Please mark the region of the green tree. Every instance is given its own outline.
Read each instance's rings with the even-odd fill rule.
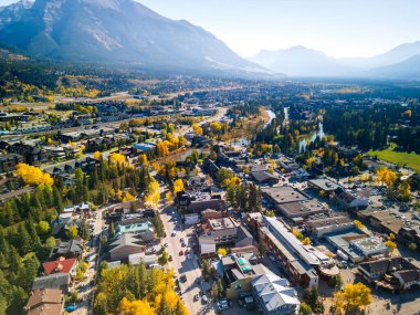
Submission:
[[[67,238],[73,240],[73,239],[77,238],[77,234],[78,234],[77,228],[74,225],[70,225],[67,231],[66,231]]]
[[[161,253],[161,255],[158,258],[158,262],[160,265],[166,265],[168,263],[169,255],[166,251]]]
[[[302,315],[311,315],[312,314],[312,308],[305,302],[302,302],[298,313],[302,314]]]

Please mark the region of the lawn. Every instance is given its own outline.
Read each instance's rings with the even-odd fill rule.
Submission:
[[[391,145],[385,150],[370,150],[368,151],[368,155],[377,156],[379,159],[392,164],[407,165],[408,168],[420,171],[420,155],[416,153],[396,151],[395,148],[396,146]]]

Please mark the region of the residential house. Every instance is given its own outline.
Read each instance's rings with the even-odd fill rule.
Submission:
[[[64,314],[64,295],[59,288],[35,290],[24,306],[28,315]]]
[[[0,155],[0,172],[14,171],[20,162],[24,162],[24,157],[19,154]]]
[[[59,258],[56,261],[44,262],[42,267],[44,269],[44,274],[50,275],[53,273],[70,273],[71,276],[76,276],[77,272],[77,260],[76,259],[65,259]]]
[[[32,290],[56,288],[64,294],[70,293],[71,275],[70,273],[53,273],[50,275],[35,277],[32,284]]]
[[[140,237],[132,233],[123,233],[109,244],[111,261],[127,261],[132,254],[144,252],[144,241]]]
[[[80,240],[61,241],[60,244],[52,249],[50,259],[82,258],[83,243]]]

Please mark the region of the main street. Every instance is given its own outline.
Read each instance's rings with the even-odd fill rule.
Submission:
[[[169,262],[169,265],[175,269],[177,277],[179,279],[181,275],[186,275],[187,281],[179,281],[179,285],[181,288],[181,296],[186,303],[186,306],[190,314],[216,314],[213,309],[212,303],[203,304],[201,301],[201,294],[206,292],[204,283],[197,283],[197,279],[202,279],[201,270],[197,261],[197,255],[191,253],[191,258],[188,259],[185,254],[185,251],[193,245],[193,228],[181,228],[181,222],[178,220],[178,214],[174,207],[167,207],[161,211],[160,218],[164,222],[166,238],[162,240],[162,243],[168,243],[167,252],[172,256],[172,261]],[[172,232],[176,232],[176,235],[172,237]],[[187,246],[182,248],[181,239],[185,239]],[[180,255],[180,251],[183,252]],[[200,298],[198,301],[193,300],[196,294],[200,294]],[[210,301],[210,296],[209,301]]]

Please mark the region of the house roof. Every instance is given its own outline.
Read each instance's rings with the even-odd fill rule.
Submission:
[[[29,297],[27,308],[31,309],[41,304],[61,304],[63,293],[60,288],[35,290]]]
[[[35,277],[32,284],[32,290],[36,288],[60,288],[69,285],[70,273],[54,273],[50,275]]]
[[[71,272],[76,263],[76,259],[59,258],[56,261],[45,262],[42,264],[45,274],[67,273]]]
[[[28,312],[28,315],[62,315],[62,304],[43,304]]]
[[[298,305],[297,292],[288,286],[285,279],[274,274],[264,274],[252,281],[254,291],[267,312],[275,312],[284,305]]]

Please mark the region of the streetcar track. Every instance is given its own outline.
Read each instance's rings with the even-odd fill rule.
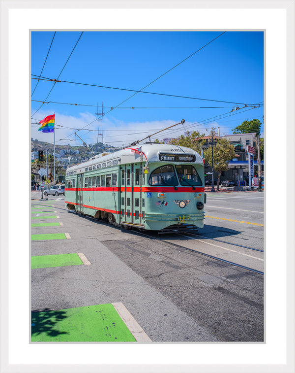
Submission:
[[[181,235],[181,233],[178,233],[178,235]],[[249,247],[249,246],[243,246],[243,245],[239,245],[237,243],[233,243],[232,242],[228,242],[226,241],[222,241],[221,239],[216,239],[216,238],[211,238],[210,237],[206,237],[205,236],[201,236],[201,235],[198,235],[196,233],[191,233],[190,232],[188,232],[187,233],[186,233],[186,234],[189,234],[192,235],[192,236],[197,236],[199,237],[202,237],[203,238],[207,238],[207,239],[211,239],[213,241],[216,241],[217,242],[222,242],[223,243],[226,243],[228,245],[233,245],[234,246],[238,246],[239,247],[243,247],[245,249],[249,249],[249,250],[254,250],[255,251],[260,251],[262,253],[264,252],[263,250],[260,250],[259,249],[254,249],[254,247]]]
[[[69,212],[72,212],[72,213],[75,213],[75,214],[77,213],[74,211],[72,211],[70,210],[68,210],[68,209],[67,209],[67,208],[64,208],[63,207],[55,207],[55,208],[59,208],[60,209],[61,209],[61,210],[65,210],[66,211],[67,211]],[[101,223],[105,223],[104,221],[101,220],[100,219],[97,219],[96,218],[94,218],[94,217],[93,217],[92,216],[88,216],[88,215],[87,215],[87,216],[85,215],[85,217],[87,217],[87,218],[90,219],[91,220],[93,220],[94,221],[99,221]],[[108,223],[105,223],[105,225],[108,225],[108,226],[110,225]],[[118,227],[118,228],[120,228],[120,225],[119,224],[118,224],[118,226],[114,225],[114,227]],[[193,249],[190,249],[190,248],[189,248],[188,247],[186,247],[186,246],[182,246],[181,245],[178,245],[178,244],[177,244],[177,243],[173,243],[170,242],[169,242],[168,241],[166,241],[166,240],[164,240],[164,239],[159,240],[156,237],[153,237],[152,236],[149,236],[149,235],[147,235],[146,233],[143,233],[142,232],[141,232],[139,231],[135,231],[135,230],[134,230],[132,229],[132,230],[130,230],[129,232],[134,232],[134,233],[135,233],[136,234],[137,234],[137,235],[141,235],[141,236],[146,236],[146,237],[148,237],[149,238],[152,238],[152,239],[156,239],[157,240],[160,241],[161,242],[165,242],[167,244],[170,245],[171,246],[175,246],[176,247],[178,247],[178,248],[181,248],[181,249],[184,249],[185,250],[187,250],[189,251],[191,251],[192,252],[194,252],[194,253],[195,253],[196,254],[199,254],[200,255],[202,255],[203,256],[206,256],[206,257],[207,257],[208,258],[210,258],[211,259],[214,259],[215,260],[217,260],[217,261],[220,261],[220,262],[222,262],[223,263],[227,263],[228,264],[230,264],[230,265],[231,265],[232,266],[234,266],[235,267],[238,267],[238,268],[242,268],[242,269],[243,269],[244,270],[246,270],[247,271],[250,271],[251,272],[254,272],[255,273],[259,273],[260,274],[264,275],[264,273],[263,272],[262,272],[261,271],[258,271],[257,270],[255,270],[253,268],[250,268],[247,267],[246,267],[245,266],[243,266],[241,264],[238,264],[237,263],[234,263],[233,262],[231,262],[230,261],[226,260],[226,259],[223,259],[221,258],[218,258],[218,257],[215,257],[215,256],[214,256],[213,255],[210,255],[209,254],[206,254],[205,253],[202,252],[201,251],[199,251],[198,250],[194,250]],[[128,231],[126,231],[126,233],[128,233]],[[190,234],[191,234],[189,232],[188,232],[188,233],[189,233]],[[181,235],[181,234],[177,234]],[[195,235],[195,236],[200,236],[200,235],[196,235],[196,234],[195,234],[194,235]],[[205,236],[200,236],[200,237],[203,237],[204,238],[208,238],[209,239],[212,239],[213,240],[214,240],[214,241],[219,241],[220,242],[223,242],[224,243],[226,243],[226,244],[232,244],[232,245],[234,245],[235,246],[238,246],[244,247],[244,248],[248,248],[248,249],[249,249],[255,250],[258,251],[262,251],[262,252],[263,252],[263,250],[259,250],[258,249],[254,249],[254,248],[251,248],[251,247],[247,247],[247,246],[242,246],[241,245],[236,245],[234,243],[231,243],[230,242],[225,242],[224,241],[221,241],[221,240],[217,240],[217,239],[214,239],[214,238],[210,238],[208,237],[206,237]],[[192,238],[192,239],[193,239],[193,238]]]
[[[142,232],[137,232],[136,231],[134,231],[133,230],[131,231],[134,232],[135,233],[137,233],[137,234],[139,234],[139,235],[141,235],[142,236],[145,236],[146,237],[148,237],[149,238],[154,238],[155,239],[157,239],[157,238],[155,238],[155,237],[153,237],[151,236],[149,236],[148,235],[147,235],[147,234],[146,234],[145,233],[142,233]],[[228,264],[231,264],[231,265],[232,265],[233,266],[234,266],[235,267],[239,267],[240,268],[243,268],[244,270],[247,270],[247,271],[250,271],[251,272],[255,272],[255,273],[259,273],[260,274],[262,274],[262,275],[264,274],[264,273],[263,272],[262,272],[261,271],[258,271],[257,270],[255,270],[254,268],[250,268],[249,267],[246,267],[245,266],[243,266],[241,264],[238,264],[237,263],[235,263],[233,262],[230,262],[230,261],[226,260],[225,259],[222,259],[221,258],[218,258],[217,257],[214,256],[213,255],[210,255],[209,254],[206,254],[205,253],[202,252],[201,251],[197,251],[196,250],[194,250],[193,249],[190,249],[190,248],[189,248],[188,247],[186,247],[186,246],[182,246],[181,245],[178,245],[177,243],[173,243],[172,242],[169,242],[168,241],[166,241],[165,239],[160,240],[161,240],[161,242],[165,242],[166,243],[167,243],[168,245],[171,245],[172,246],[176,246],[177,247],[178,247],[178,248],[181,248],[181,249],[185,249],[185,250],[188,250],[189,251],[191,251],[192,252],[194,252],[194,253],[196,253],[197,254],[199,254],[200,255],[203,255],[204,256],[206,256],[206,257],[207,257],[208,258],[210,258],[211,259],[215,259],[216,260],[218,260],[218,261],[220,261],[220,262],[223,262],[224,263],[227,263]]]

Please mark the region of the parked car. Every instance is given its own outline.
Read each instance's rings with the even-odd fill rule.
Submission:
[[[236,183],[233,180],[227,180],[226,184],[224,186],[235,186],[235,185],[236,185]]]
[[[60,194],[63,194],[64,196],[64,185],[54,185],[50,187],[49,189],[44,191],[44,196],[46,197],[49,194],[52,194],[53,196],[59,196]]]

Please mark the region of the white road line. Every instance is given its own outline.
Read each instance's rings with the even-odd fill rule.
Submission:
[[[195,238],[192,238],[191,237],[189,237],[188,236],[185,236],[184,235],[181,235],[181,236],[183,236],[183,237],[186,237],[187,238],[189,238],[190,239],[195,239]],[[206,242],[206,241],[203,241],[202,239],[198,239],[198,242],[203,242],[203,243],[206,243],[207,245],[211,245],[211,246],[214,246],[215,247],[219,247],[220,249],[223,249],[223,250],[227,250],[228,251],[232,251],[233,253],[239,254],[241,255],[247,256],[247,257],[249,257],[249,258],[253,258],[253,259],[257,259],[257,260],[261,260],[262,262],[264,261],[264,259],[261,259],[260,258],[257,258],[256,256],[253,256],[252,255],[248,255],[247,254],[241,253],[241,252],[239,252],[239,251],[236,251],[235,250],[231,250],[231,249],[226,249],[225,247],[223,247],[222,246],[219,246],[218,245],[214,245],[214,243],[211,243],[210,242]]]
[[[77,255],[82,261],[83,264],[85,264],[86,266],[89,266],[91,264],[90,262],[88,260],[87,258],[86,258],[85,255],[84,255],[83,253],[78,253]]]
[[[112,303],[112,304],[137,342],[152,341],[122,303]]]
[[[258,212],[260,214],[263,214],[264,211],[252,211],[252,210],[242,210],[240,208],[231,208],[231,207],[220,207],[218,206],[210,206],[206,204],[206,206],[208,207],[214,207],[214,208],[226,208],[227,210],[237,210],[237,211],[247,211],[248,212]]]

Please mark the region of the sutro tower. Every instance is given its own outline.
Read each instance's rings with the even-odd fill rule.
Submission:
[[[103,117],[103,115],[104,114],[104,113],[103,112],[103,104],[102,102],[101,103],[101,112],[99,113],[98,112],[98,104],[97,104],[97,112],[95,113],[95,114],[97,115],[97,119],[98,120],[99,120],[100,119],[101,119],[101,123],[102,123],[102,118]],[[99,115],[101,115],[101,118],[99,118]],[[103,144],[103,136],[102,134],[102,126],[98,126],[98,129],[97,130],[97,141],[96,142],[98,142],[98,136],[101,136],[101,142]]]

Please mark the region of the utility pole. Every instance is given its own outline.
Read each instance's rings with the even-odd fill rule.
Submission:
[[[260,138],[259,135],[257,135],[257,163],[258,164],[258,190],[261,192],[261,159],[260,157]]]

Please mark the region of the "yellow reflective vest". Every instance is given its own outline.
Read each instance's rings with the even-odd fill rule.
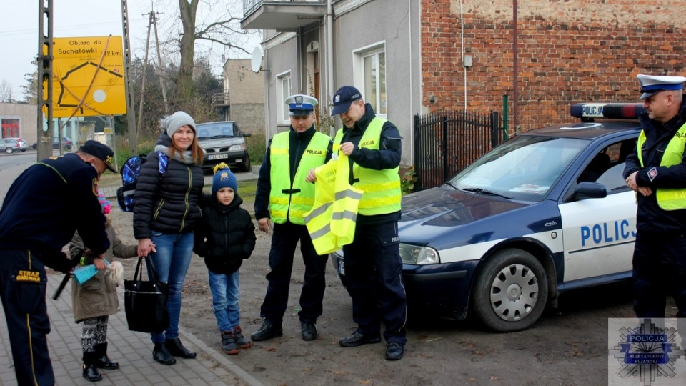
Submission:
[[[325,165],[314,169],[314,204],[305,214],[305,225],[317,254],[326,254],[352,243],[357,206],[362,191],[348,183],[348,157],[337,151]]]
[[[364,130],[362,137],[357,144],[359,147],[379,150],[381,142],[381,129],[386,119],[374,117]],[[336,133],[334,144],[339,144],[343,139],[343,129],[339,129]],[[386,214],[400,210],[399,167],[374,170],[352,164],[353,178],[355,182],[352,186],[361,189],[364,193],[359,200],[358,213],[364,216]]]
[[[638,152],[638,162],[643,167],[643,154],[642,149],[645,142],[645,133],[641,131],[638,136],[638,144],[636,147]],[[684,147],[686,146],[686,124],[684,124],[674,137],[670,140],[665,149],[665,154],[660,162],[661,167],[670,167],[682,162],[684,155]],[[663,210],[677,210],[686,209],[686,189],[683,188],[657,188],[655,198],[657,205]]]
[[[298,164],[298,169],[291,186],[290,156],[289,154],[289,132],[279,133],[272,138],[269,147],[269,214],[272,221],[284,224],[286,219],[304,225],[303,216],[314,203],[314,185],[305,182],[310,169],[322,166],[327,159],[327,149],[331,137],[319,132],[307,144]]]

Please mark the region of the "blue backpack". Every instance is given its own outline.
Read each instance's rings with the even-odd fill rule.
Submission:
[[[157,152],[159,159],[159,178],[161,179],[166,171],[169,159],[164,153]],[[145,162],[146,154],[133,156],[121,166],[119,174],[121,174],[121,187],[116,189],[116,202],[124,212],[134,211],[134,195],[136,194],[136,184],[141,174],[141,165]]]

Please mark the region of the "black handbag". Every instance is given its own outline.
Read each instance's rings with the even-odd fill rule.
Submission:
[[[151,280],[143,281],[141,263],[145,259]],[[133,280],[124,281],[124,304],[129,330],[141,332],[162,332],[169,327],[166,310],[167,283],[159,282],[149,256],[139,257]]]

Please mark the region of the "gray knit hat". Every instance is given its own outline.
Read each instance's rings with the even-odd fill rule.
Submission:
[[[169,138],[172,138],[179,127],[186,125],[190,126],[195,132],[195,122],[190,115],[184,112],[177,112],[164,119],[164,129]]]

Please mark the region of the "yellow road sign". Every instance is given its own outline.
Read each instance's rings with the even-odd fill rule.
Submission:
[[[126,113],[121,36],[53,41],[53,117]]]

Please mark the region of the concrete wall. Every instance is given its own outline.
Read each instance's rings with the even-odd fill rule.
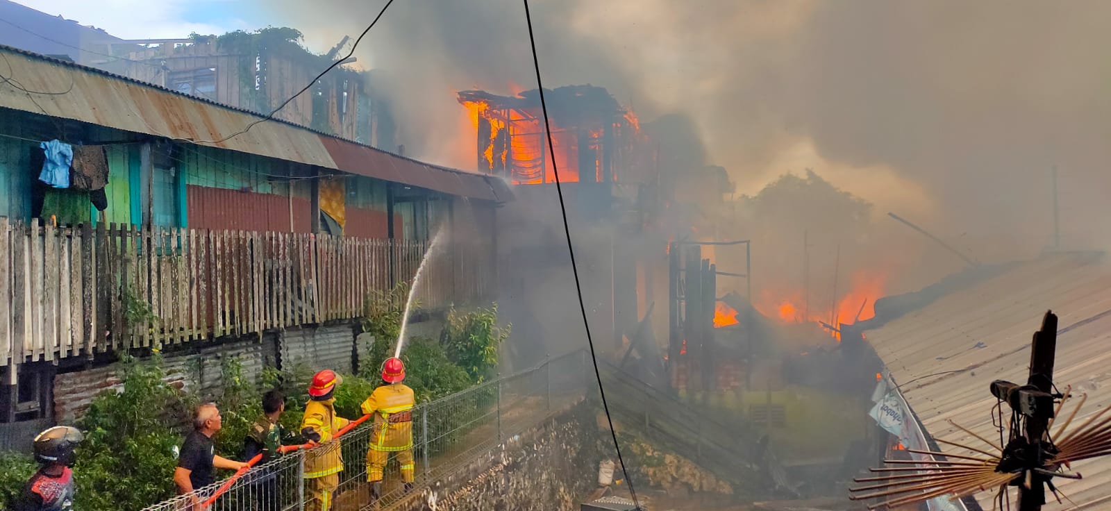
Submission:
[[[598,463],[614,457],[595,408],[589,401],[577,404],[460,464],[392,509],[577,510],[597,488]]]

INSTRUCTIONS FOR THE TASK: Locate "Please mark the region of the concrete" in the listing above, then print exactly the lines from that line through the final one, omitting all pictures.

OUTPUT OF THE TASK:
Please mark the region of the concrete wall. Every instance is given its own outline.
Read each instance's rings with the even-odd fill rule.
Submission:
[[[598,463],[614,457],[595,408],[589,401],[577,404],[460,464],[392,509],[577,510],[597,488]]]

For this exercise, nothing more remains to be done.